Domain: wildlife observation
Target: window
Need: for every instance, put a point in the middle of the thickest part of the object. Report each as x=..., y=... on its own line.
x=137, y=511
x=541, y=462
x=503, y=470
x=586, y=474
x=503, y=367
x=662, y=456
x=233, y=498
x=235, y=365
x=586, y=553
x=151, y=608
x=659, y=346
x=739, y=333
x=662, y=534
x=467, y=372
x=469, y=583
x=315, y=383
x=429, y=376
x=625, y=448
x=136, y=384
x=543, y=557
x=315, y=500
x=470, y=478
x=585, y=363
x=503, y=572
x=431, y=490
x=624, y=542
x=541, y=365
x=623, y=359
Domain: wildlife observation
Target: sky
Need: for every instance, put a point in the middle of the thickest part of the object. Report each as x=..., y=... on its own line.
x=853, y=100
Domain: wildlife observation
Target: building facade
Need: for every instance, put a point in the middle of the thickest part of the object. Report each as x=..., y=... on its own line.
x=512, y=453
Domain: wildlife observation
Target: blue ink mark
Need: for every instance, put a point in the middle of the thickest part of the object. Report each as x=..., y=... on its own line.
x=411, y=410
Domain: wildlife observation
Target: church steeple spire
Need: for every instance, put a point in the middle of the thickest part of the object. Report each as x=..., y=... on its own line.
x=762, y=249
● ● ● ● ● ● ●
Starting with the first entry and ending with the last, give all of them again unchanged.

Domain: wildlife observation
Target: window
Need: for every instance, put a point in the middle of the thickest part of the object. Report each as x=..., y=... on its own line.
x=137, y=511
x=541, y=462
x=503, y=470
x=586, y=474
x=503, y=367
x=662, y=456
x=233, y=498
x=235, y=365
x=586, y=553
x=151, y=608
x=659, y=346
x=739, y=333
x=662, y=534
x=467, y=372
x=469, y=583
x=315, y=383
x=429, y=376
x=625, y=448
x=136, y=384
x=543, y=557
x=315, y=500
x=470, y=478
x=585, y=363
x=503, y=572
x=431, y=490
x=624, y=542
x=541, y=365
x=623, y=359
Domain: wildlife observation
Target: sky
Need: for every instance, put a point in the middle of the thickest part of the object. Report each as x=..., y=... on its own line.
x=853, y=100
Domain: wildlife observation
Target: building facade
Need: for every instance, put a point in the middle of the thickest part of the object. Report each as x=..., y=... on its own line.
x=512, y=453
Domain: wildlife observation
Target: blue ink mark
Need: for every instance, put a point in the middle of the thickest part of the object. Report each as x=..., y=... on its own line.
x=411, y=410
Domain: wildlife observation
Target: church steeple spire
Need: for every instance, put a point in the middle of the thickest part of the object. Report each as x=..., y=... on its own line.
x=762, y=249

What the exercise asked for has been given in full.